AUFGABENSTELLUNG
Suche in den Datensätzen jede Zeile, in der das Wort „grey“ vorkommt, und schreib diese Zeilen unverändert ab.

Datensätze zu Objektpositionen

------------------------------------------------------------------------

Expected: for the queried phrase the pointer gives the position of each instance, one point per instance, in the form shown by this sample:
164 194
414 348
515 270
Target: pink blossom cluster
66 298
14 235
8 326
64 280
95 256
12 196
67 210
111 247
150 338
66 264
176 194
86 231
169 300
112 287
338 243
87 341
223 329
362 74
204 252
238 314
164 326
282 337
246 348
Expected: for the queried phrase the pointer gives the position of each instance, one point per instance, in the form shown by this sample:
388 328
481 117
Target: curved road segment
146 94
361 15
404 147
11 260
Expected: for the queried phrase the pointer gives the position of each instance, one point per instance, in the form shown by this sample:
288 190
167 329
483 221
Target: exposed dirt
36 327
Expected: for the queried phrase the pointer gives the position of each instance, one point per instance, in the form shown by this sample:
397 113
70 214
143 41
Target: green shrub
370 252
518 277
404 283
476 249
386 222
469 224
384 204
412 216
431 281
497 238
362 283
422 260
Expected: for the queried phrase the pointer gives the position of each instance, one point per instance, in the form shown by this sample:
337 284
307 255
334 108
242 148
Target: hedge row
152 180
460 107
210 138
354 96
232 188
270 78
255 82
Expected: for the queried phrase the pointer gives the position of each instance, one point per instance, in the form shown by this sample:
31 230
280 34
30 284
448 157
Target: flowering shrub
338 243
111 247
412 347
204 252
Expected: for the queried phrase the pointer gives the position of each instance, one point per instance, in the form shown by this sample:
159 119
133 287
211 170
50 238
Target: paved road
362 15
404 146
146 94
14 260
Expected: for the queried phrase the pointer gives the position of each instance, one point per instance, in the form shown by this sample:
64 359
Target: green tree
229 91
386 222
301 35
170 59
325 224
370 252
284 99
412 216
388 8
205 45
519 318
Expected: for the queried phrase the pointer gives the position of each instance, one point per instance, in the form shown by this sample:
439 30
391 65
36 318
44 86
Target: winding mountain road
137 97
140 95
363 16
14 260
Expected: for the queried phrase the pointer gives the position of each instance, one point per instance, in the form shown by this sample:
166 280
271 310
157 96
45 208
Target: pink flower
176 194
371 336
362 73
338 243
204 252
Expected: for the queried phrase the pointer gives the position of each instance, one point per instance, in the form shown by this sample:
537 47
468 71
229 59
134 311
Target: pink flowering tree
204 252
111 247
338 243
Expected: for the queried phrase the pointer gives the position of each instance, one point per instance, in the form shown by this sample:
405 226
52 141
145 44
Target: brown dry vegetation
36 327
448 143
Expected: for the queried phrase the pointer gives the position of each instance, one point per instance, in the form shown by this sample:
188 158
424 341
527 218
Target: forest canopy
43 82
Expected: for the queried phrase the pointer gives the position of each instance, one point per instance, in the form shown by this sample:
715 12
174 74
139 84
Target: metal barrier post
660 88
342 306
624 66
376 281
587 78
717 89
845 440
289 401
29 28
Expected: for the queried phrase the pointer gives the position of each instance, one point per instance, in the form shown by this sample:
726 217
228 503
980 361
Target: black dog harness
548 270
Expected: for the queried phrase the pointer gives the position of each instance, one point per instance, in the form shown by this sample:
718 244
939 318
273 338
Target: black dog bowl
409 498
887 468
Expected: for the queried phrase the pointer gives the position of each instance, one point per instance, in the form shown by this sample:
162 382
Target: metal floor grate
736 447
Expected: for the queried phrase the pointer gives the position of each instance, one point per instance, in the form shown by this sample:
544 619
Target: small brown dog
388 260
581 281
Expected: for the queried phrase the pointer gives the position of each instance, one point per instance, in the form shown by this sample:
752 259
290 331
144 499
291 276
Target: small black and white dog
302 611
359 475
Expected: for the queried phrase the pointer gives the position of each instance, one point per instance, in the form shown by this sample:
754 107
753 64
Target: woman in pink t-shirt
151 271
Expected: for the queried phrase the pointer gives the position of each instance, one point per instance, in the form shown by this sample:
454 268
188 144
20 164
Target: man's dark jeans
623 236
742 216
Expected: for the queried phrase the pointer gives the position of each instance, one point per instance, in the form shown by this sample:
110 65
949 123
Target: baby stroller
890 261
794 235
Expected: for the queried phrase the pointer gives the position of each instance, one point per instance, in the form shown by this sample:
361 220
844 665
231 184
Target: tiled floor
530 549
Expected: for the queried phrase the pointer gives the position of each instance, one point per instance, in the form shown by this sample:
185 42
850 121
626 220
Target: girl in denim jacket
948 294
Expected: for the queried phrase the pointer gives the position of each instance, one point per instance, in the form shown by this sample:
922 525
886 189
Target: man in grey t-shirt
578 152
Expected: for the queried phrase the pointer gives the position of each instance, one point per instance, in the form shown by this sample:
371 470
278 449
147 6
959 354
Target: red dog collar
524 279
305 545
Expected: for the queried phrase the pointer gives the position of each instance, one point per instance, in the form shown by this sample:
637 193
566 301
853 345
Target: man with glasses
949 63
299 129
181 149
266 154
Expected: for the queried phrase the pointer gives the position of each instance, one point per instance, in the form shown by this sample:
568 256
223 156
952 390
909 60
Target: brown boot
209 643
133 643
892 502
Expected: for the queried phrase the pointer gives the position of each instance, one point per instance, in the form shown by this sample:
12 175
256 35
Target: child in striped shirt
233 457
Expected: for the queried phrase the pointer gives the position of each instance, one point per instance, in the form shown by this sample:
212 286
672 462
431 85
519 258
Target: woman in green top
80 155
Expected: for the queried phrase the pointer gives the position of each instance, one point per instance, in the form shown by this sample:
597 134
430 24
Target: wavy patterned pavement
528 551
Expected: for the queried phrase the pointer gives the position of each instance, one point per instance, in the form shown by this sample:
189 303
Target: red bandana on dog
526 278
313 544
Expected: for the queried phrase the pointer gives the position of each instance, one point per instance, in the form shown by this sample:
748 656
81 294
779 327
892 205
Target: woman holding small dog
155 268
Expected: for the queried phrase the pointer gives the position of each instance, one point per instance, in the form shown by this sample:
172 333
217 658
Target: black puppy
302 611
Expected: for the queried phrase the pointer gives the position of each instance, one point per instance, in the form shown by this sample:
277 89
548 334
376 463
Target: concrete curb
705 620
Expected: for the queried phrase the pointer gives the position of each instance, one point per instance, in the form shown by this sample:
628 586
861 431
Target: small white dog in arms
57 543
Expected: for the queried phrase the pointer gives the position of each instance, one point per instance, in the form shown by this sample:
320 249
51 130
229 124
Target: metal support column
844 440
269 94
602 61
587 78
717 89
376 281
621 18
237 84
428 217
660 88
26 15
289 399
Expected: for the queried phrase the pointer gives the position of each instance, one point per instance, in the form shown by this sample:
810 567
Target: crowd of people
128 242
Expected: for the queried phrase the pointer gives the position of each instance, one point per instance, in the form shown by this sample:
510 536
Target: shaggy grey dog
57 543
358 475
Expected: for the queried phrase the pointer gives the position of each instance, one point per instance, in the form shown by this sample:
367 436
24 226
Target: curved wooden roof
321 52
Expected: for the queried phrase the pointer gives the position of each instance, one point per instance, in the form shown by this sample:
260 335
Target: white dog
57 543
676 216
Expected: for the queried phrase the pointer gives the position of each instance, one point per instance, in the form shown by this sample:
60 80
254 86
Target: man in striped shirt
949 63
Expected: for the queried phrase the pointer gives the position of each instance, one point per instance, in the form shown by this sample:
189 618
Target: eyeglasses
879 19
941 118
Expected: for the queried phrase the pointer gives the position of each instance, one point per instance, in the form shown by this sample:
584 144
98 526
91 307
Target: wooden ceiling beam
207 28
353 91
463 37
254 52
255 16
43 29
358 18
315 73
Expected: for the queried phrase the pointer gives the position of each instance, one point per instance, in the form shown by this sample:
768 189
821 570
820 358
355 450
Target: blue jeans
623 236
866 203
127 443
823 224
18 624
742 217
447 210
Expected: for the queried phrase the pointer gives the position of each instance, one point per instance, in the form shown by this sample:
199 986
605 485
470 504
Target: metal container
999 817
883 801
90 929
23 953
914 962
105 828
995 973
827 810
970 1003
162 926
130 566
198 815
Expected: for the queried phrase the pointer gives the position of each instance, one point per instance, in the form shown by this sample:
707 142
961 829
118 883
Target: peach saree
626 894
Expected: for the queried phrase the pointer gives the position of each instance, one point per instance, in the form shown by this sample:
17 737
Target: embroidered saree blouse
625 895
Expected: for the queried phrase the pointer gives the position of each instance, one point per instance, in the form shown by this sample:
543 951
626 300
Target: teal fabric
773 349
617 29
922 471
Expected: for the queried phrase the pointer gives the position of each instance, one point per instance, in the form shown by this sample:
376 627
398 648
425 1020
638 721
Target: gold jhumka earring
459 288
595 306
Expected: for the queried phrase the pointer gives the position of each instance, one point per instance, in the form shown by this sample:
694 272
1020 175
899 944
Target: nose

------------------------------------------------------------------------

LÖSUNG
Target: man in grey t-shirt
Target: shaggy grey dog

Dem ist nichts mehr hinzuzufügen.